(Data records)
━━━━━━━━━━━━━━━━

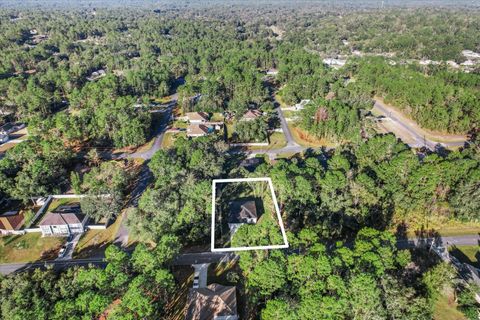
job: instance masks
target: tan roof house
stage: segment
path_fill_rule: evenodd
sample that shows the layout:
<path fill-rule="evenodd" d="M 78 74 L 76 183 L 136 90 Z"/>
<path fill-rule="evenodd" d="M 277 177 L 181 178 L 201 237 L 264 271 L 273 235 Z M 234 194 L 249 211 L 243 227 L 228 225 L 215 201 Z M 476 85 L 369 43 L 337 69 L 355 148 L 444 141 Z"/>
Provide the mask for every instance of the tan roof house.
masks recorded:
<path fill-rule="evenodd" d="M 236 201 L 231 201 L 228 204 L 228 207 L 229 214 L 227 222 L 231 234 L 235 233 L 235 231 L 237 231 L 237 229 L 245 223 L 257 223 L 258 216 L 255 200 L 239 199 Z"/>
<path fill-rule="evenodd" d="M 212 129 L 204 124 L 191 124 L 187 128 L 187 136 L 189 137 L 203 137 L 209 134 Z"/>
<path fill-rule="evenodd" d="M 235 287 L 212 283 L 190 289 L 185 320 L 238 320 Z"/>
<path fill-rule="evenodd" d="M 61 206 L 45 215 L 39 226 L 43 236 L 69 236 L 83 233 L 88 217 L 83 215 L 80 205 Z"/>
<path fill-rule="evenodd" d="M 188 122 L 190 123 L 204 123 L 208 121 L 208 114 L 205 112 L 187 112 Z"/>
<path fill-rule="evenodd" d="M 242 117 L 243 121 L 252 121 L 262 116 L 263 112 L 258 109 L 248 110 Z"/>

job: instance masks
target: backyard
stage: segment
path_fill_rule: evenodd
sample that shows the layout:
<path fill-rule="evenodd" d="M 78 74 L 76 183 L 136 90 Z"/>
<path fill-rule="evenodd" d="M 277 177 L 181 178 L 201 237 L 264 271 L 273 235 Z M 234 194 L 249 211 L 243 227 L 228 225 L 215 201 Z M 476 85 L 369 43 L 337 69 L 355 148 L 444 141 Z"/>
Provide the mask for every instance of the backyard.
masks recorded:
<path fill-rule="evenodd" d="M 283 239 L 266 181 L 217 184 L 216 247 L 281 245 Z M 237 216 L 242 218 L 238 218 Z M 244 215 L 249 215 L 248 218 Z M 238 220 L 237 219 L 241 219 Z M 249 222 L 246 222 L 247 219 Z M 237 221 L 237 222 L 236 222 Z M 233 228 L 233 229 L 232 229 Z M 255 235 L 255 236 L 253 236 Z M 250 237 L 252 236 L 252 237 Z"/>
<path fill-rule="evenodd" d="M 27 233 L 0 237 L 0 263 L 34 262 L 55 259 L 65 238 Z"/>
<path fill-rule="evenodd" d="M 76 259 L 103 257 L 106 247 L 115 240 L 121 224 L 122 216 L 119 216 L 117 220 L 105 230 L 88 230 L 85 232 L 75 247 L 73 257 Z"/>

━━━━━━━━━━━━━━━━

> Aim: Copy out each line in the records above that contains the word "every".

> Correct answer:
Provide the mask for every instance of the tan roof house.
Provide the mask for every instance of the backyard.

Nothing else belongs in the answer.